Directions for this task
Transcribe word for word the lines spanning the line with "Each instance of the pavement" through the end of the records.

Data for this exercise
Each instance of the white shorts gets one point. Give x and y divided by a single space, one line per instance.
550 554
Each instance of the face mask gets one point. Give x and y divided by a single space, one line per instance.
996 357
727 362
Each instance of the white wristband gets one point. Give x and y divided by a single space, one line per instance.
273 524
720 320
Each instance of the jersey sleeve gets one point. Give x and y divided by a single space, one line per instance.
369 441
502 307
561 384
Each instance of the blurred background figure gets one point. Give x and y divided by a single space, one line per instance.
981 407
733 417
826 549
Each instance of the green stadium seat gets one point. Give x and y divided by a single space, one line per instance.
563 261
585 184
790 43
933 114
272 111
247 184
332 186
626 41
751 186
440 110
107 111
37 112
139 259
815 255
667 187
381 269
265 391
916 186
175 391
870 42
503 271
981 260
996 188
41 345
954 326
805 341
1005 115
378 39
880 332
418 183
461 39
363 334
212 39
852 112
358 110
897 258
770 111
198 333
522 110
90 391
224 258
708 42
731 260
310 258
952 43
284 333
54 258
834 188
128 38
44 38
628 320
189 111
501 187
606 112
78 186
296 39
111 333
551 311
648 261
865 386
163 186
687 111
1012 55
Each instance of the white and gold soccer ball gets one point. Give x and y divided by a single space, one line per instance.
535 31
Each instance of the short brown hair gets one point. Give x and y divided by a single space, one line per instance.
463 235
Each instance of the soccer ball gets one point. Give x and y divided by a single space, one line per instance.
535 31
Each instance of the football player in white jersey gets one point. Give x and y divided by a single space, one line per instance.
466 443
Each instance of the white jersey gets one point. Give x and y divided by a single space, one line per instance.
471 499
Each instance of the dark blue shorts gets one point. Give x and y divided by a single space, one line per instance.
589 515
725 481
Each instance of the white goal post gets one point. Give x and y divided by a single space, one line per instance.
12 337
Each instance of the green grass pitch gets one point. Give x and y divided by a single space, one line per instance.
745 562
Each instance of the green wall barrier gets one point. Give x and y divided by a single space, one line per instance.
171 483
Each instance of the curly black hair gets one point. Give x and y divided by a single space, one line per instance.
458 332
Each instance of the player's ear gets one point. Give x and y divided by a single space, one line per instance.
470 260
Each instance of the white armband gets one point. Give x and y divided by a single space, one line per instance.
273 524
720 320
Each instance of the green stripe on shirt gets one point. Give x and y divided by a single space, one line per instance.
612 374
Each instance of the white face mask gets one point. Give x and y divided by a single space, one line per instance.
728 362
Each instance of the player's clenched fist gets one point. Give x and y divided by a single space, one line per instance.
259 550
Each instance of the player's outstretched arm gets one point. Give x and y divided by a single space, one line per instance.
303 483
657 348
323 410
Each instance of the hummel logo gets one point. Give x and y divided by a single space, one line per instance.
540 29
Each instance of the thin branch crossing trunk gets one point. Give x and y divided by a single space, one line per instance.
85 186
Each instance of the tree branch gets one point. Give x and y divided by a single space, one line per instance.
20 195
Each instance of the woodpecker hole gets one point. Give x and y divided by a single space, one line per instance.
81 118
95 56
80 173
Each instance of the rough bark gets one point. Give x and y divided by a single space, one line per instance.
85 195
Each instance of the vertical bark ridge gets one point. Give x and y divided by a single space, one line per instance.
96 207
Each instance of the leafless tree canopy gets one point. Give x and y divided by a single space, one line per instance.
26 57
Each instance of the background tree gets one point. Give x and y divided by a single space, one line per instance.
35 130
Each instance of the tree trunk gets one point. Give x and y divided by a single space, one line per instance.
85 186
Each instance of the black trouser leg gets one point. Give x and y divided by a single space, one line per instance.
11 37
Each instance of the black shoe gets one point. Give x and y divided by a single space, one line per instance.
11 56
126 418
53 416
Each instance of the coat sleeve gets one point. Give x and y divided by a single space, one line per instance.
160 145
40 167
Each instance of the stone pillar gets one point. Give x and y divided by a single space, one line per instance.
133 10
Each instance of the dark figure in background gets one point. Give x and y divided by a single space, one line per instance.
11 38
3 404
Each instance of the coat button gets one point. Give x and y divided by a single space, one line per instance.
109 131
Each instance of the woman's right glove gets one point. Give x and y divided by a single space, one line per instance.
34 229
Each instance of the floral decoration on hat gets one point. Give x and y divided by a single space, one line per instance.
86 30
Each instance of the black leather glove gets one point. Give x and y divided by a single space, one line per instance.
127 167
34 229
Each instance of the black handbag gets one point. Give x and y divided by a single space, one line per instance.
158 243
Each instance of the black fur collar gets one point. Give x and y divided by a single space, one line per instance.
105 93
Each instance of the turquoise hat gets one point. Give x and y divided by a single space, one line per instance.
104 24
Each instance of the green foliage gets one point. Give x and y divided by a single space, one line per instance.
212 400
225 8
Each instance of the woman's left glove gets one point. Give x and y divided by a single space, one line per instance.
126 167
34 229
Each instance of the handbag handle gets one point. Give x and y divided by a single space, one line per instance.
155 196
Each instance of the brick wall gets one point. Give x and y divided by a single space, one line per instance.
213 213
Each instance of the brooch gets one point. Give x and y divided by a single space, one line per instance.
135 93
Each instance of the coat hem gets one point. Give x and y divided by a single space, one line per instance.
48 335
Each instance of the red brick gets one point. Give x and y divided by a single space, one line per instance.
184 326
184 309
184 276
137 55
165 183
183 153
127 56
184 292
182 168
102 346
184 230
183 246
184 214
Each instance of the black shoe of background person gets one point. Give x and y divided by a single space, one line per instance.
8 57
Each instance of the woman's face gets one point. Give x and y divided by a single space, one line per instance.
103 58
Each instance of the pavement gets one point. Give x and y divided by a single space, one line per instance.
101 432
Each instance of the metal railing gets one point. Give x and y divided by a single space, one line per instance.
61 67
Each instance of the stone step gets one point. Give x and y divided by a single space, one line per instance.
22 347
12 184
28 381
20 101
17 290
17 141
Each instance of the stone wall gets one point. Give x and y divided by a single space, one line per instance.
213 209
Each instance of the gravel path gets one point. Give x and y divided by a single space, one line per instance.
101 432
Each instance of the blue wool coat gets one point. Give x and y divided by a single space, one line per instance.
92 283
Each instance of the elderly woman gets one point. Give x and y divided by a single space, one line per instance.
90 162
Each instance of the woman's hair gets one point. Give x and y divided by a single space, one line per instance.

Answer below
Each instance of the pavement gets one point. Give x and y divided by a single space, one line per instance.
101 432
Each instance of the metal railing gets one point. Give x and y divided by a single space, one line per instance.
61 67
Each instance of the stone step gets one point. Give x and y divided by a single space, one line per instance.
22 347
12 184
28 381
20 101
17 290
17 141
Each instance of the stone wall gets one point. Give x and y divided by a single space, one line per instance.
213 209
Each instance of the gravel path gets one point. Give x and y divided by a single space, one line per instance.
101 432
Each instance of the blue wool coat gets one point. Give x and y divided by a single space, one line per instance.
92 283
Each instance of the elderly woman gets one point. Give x and y divided by a single space, one line per instance.
90 162
Each instance of the woman's hair gets one point. Give x and y divided by a single space, one line per instance.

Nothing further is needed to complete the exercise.